▶ _Текст_:
И вот в этот самый патетический момент открывается дверь и входит Малюта Скуратов.

Тут несколько слов надо сказать о том, кто такой Малюта Скуратов. Учреждение есть учреждение: отделы, отделения и т.д. Так вот, Малюта Скуратов - не то заместитель, не то начальник этого отделения - полковник. Просто я сейчас не помню. Меня о нём предупреждал Засецкий. Засецкий говорил, что самый страшный у них человек в тюрьме - это Малюта Скуратов. Выяснилось, что это - кличка полковника.

Вошел полковник - танкист. С ним еще двое. Я их плохо разглядел. Танкист в танковых погонах. Я ни на секунду не сомневался, что это Малюта Скуратов. Потому что - квадратная будка - жестокая и тупая. То есть то, как описывал его Засецкий, это один к одному. Просто, даже если бы Засецкий и не описал, - это был Малюта Скуратов.

▶ _Задание_: Пожалуйста, ответьте по тексту о Малюте Скуратове: каким человеком в тюрьме, по словам Засецкого, был Малюта Скуратов?

▶ _Исходные данные_:
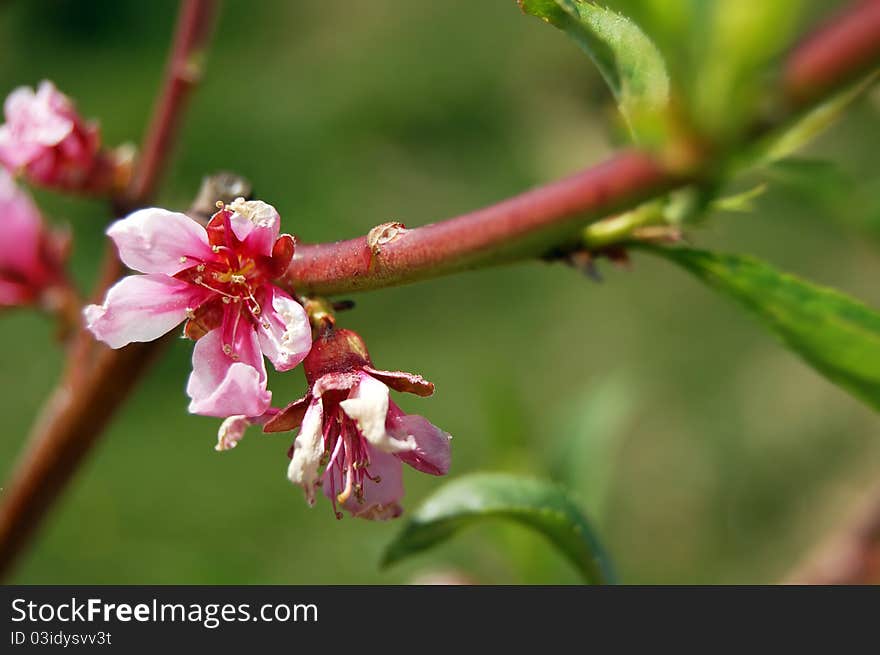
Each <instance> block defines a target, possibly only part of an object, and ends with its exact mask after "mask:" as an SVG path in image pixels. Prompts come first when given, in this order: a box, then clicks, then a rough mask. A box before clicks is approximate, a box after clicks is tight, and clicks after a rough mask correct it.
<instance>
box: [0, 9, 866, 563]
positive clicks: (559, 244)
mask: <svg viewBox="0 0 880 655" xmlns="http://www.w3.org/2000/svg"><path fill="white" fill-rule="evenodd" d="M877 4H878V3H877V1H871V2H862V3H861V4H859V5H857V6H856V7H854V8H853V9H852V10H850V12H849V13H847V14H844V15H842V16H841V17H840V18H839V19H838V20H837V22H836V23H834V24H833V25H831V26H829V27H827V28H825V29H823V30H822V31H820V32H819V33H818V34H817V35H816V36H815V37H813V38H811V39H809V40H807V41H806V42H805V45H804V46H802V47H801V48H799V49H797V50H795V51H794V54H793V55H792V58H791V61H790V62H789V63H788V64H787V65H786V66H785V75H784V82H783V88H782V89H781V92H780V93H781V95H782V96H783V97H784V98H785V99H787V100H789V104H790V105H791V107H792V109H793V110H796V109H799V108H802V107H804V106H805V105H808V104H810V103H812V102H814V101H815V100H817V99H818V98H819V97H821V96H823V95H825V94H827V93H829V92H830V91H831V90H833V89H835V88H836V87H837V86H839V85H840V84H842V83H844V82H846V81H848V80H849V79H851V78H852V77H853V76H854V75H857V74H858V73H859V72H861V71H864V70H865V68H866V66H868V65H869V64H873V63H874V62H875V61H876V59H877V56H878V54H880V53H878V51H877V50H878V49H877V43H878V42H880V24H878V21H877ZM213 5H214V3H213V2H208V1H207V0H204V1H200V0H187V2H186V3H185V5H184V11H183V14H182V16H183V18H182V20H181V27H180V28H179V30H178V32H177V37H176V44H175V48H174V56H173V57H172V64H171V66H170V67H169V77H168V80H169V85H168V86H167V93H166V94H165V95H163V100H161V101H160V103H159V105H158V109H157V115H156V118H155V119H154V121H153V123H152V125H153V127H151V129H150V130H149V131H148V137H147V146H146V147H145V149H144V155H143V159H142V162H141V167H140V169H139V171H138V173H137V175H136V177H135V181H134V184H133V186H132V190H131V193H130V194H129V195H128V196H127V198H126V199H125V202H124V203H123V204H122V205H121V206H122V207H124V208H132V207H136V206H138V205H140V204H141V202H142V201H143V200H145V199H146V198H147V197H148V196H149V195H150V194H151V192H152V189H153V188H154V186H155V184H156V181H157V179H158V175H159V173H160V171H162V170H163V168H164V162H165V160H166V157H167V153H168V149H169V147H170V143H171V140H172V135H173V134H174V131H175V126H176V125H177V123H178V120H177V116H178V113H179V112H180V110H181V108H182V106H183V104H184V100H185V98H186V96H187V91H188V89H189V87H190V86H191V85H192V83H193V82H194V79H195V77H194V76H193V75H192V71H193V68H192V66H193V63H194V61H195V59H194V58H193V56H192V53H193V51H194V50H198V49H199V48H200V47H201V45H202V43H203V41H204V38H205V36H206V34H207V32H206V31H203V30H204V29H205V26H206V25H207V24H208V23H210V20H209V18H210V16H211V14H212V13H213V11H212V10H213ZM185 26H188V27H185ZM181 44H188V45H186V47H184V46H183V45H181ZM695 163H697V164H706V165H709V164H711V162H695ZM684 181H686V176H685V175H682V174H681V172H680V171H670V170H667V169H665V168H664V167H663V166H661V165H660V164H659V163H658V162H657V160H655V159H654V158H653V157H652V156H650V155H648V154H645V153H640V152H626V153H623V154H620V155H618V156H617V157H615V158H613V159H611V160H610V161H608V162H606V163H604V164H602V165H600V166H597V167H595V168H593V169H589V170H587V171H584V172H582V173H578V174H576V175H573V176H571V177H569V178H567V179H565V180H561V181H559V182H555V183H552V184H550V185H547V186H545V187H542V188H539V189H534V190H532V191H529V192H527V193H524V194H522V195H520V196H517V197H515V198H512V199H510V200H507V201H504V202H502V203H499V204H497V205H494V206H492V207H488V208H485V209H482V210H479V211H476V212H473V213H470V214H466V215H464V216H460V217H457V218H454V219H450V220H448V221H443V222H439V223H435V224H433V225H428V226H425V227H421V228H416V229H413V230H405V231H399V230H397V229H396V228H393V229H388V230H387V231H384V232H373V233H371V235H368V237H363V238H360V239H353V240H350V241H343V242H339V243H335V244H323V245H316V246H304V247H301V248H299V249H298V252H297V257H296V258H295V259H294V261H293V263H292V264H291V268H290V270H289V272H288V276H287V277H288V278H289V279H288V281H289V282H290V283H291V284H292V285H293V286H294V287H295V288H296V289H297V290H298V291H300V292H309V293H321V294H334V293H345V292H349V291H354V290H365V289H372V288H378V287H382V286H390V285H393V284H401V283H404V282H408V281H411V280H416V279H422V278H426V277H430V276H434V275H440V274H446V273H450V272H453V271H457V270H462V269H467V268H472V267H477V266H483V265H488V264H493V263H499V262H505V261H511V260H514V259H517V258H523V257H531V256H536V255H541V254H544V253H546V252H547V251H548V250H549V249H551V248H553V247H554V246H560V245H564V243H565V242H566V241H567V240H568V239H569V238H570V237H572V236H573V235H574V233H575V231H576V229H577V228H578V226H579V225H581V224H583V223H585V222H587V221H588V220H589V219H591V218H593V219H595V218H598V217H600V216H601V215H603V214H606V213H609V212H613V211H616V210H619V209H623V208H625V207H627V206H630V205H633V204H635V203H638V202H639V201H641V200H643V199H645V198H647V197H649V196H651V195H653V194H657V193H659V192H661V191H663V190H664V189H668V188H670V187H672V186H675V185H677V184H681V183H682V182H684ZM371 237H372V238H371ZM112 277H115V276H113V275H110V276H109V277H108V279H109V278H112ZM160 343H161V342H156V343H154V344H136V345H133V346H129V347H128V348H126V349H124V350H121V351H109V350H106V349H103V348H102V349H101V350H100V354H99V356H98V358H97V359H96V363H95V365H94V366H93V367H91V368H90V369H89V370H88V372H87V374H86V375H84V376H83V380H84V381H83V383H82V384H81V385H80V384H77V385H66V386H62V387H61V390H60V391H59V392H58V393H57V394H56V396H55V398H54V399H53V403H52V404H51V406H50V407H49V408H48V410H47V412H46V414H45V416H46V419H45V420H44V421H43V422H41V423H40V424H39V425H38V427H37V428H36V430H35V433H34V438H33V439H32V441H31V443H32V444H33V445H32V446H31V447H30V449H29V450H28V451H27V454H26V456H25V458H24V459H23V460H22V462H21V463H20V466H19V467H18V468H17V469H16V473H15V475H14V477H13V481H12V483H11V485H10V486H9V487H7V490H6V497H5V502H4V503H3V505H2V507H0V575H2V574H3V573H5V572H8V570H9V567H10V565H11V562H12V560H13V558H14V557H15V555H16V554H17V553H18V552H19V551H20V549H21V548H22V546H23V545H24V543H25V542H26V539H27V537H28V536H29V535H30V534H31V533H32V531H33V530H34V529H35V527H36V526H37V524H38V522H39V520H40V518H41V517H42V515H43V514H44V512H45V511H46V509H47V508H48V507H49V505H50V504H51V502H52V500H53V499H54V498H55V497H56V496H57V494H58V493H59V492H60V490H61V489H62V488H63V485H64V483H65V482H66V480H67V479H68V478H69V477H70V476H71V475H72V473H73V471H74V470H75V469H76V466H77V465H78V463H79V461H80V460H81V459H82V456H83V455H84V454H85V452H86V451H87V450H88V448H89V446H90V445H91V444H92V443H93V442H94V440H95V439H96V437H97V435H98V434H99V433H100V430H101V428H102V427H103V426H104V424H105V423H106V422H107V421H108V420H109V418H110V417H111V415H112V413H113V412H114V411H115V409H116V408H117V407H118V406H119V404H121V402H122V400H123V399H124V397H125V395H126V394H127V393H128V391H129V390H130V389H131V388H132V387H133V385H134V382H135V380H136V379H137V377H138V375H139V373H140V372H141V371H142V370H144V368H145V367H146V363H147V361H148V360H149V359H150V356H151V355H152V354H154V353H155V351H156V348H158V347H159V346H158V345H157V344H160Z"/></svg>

...

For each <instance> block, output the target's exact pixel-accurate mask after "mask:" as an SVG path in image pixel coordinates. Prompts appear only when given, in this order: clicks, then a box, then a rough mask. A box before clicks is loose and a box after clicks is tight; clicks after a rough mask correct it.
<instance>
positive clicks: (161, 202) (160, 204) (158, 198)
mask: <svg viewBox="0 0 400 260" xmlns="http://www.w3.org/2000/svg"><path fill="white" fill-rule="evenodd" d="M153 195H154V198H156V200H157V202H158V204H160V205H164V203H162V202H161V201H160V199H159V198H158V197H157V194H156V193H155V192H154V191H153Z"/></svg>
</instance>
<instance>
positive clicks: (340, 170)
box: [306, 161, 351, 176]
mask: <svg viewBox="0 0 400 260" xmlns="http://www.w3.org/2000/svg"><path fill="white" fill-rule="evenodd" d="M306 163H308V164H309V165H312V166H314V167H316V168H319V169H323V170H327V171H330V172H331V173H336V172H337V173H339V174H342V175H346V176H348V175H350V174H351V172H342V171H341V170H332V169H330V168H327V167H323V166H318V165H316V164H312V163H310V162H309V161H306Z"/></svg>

--

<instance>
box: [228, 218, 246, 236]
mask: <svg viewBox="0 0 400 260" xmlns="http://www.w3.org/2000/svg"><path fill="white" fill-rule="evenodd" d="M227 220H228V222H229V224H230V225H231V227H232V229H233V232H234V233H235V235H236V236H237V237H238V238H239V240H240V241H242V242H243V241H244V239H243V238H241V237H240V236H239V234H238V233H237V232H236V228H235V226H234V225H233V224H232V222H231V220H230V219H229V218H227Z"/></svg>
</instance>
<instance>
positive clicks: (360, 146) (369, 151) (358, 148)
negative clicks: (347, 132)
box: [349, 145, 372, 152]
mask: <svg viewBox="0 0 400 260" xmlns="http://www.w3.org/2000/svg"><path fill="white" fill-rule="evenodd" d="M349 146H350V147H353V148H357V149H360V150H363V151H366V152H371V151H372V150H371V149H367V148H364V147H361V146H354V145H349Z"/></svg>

▶ _Ответ на задание_: Самым страшным человеком у них в тюрьме.